======== Text section

Then moving on to ROCE, where we were at 10.8% currently on a rolling 12 basis, which is below the 16.6% we were a year ago. And we've seen some increase in capital employed from both the weaker currency and acquisitions. But the main reason for the decrease is the lower operating result. And then we can say that the cash flow from operations and cash conversion has been fairly stable with the cash flow from -- on the rolling 12 basis from operation as SEK 341 million versus SEK 358 million in the previous 12 months. and cash conversion stabilized in around 70% and in the high 60s year. But of course, going forward, as we mentioned, we believe we still have some potential to reduce inventories. And of course, in the current business environment, we monitor our operating receivables very closely.

Looking at our 2 segments, then Products & Solutions, up 3% in sales in the month, organic developments, same as for the group minus 4% price flat and volume driving the minus 4%. Acquisitions contributed with 3% and the impact from currency was 5% here. And then we have some variations on the different markets here with Sweden being positive at 11%, while Finland and Denmark is likely negative. On a rolling 12 basis, this business is running at SEK 3.3 billion in sales. EBITDA same here flat in the quarter at about SEK 134 million versus SEK 135 million last year and the operating profit EBIT decreased slightly to SEK 102 million versus SEK 111 million. EBITDA margin decreased to 15.6% versus 16.3%. And for the latest 12 months, we are now at 12.8%, which is then below the very high 17% we had a year ago.

And finally, looking at installation services as well, where we had an all-time high sales in the quarter here. at SEK 398 million increased with 18%, driven by the small extent prices where we see an increase with 2% when volume drops to, and then we also have an impact from acquisitions with 7% and a large impact from currency with 11% since this is basically all being received in euro countries. It's the main part of the activity is in Finland. EBITDA you can say it's flat or decreased slightly from SEK 37 million to SEK 35 million, and the margin decreased to 8.8% versus 11% last year. For the latest 12 months, we're at a strong 7.7% we think that's a -- it's a good margin for this type of business where we see a lower margin than in the Products & Solutions area. The activities in Finland where we have the main part of this business maintained a good level on gross profit and EBIT. And while we saw a reduced result in Norway, as Martin mentioned. Also, we have a franchise network in Denmark where we see a continued good result on level with last year. Good having said so, I'll hand it back to you, Martin, again.

M
Martin Ellis
executive

Yes. Thank you very much, Palle. So our traditional financial targets. Sales growth, you've seen we've ticked that box, but obviously mainly due to currency effects, but still we all know that the environment has become much more difficult than a couple of years ago. So you could argue it's sort of a fair performance. Profitability, we have not reached our 13% ROCE target. So there's room for improvement there. And I would say that if we achieve the turnarounds, we are working on, then we probably would have been very close to 16%, but that's -- that remains to be done. Capital structure, as Palle mentioned, we are way below the 3x debt on EBITDA and dividend policy, as you know, we have always distributed at least 50% of net profit. So that is our presentation to you. And now we very much look forward to your questions.

================

■ **Stated exercise A**
Copy out the records verbatim, from their first line down to and including the line containing "8,9 -> 393,266".

======== Data records

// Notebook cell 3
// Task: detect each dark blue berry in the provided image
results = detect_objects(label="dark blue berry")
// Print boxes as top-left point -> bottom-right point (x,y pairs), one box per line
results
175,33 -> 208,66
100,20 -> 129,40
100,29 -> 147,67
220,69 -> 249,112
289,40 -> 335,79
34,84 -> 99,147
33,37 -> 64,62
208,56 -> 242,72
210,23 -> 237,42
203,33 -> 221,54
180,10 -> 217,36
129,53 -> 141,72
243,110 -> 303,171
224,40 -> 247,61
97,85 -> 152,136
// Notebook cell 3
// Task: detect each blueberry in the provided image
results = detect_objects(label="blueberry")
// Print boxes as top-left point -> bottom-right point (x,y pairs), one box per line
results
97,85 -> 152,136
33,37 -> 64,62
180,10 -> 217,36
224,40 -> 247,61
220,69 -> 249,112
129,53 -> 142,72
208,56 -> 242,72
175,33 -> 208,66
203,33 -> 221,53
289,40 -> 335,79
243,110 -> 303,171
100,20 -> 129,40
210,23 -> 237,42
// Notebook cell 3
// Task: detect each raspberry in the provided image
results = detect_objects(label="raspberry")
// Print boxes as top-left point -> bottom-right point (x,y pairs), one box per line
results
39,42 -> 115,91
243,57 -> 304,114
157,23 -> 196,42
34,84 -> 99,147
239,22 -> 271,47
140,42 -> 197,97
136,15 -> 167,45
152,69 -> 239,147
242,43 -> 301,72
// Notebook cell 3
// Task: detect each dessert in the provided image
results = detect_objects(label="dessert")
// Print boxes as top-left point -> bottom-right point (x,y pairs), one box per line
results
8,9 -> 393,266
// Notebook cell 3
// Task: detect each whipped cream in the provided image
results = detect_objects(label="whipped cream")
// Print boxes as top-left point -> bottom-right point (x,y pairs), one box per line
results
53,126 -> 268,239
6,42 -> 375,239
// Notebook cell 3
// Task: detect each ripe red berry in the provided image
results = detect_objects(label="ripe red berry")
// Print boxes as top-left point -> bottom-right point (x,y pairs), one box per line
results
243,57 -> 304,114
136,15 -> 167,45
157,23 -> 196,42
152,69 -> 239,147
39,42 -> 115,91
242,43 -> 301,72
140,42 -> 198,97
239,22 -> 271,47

================

■ **Stated exercise B**
Answer these from the earnings call excerpt:
(i) What was ROCE on a rolling 12 basis?
(ii) What were installation services sales in the quarter?
(iii) What is the ROCE target that was not reached?

■ **Reply A**
// Notebook cell 3
// Task: detect each dark blue berry in the provided image
results = detect_objects(label="dark blue berry")
// Print boxes as top-left point -> bottom-right point (x,y pairs), one box per line
results
175,33 -> 208,66
100,20 -> 129,40
100,29 -> 147,67
220,69 -> 249,112
289,40 -> 335,79
34,84 -> 99,147
33,37 -> 64,62
208,56 -> 242,72
210,23 -> 237,42
203,33 -> 221,54
180,10 -> 217,36
129,53 -> 141,72
243,110 -> 303,171
224,40 -> 247,61
97,85 -> 152,136
// Notebook cell 3
// Task: detect each blueberry in the provided image
results = detect_objects(label="blueberry")
// Print boxes as top-left point -> bottom-right point (x,y pairs), one box per line
results
97,85 -> 152,136
33,37 -> 64,62
180,10 -> 217,36
224,40 -> 247,61
220,69 -> 249,112
129,53 -> 142,72
208,56 -> 242,72
175,33 -> 208,66
203,33 -> 221,53
289,40 -> 335,79
243,110 -> 303,171
100,20 -> 129,40
210,23 -> 237,42
// Notebook cell 3
// Task: detect each raspberry in the provided image
results = detect_objects(label="raspberry")
// Print boxes as top-left point -> bottom-right point (x,y pairs), one box per line
results
39,42 -> 115,91
243,57 -> 304,114
157,23 -> 196,42
34,84 -> 99,147
239,22 -> 271,47
140,42 -> 197,97
136,15 -> 167,45
152,69 -> 239,147
242,43 -> 301,72
// Notebook cell 3
// Task: detect each dessert in the provided image
results = detect_objects(label="dessert")
// Print boxes as top-left point -> bottom-right point (x,y pairs), one box per line
results
8,9 -> 393,266

■ **Reply B**
(i) 10.8%
(ii) SEK 398 million
(iii) 13%